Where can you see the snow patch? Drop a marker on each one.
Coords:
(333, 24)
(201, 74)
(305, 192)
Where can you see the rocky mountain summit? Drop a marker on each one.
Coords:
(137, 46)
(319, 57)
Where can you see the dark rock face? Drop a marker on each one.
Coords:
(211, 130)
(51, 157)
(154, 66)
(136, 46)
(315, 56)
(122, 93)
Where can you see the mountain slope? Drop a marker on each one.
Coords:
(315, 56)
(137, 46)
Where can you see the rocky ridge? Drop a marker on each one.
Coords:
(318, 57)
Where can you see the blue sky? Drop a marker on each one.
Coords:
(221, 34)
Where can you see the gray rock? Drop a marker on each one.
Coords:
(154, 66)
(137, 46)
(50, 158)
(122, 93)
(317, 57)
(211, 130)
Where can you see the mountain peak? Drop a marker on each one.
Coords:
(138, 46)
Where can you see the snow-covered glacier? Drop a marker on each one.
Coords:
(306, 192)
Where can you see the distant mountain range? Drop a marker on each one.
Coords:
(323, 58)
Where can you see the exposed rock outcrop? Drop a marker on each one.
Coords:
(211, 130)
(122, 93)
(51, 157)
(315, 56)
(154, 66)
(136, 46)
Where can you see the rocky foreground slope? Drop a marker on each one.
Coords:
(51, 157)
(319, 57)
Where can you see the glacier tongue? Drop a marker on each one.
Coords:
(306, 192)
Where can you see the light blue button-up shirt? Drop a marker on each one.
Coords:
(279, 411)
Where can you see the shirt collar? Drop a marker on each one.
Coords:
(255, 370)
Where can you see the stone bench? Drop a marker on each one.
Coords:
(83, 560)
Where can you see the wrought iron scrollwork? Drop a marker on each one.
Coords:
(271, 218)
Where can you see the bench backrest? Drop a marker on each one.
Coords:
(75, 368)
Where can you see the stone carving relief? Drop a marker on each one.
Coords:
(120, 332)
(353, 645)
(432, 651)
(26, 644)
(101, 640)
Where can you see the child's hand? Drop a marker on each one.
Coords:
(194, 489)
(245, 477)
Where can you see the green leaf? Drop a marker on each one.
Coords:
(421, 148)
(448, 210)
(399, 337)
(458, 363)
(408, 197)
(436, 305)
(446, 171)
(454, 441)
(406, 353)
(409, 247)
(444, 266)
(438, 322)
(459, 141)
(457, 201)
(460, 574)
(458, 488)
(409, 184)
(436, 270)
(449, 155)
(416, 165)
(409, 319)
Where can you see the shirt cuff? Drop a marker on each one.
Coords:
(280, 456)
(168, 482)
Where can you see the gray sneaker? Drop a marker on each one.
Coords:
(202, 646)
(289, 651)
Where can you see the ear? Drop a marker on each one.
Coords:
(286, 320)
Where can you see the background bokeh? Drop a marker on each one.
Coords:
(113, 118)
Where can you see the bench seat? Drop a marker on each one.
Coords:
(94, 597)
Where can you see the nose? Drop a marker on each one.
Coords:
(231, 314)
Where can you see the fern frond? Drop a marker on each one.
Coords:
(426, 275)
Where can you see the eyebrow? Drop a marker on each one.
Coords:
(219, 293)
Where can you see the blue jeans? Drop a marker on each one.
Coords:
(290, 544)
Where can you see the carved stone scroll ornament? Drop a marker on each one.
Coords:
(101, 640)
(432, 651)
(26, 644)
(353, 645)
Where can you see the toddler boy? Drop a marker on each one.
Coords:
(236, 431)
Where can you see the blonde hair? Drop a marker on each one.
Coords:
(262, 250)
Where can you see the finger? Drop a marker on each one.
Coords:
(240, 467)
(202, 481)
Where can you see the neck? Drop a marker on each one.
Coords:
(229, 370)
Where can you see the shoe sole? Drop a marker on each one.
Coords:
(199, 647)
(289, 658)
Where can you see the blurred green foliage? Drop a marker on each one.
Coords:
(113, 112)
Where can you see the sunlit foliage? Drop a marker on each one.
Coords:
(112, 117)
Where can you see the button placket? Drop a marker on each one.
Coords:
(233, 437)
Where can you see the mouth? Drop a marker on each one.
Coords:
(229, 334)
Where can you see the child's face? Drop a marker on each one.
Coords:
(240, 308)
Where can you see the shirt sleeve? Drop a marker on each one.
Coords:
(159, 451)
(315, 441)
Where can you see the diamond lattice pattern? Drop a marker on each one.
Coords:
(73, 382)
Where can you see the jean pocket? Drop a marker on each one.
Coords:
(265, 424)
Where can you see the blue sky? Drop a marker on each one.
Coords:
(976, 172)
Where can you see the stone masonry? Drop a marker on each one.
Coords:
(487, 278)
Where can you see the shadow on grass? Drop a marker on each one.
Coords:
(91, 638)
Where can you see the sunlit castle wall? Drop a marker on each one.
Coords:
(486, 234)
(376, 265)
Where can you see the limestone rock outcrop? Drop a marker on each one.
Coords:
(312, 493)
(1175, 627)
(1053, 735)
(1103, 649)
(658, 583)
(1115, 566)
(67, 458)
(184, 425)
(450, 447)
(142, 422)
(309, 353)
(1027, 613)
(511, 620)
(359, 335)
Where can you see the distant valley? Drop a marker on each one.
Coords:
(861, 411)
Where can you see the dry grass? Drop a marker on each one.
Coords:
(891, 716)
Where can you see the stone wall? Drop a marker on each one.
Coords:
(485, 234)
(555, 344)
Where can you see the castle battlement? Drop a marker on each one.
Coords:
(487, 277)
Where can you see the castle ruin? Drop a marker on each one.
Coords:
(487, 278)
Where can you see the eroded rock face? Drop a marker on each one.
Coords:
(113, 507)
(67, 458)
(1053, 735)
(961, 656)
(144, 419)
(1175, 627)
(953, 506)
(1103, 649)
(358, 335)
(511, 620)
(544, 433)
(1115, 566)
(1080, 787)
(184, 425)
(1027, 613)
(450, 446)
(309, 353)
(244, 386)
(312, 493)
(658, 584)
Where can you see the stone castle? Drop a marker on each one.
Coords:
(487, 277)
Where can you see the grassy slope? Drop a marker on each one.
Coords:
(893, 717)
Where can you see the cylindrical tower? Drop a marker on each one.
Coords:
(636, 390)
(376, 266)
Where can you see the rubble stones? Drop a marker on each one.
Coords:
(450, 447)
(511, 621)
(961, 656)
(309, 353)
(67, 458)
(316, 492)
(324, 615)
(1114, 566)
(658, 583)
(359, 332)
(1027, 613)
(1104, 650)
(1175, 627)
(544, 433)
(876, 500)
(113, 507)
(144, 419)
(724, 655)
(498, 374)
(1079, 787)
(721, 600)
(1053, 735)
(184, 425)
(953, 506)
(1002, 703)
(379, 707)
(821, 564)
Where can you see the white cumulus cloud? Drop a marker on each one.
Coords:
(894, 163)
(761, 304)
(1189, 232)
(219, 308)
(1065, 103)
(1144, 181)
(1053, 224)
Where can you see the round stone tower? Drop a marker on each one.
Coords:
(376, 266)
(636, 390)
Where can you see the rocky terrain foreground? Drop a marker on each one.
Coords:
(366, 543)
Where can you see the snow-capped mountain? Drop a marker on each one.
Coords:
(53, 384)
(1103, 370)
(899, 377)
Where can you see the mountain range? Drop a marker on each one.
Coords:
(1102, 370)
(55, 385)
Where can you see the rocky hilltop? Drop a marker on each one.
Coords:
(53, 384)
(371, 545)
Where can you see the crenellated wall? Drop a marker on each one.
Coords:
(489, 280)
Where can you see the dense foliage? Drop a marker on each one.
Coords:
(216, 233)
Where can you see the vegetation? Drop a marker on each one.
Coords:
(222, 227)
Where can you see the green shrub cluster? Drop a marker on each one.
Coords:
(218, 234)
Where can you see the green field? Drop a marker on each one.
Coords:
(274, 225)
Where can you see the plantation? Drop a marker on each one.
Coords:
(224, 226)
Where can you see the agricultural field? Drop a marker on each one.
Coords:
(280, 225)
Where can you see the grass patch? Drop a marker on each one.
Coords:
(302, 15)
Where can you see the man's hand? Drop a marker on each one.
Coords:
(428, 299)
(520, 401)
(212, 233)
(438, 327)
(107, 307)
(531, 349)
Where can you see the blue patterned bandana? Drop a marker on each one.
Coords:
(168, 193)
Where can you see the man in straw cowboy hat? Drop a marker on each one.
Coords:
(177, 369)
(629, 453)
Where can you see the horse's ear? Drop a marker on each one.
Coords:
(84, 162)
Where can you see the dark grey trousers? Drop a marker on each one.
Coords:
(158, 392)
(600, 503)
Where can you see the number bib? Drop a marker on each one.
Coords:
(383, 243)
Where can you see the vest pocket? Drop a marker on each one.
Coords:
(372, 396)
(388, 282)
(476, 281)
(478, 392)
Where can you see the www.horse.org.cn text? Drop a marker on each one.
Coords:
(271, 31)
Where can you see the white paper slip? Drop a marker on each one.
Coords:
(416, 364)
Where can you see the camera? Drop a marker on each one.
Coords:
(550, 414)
• • • •
### [Problem description]
Return the lines above, from the one containing "Where can you see the grass patch?" to the end, exactly as they stand.

### [Reply to the exercise]
Where can you see the grass patch? Drop a marker on each one.
Coords:
(302, 15)
Where can you see the man's hand? Drop a marker on each one.
Coords:
(428, 299)
(520, 401)
(212, 233)
(438, 327)
(107, 307)
(531, 349)
Where can you see the blue patterned bandana? Drop a marker on each one.
Coords:
(168, 193)
Where can you see the man in straw cowboy hat? Drop a marker on each one.
Coords:
(177, 369)
(629, 453)
Where can you see the horse's ear? Drop a marker on each one.
Coords:
(84, 162)
Where can you see the dark grey trousers? Drop a marker on each one.
Coords:
(158, 392)
(600, 503)
Where can you see the number bib? Drop a marker on each one.
Coords:
(383, 243)
Where can you see the vest pocket? Drop a marker on each one.
Coords:
(372, 396)
(388, 282)
(476, 281)
(478, 392)
Where can you see the www.horse.org.cn text? Drop a marker on each one.
Coords:
(271, 31)
Where can you see the white paper slip? Drop a marker on each one.
Coords:
(416, 364)
Where can you see the camera? Drop a marker on each one.
Coords:
(550, 414)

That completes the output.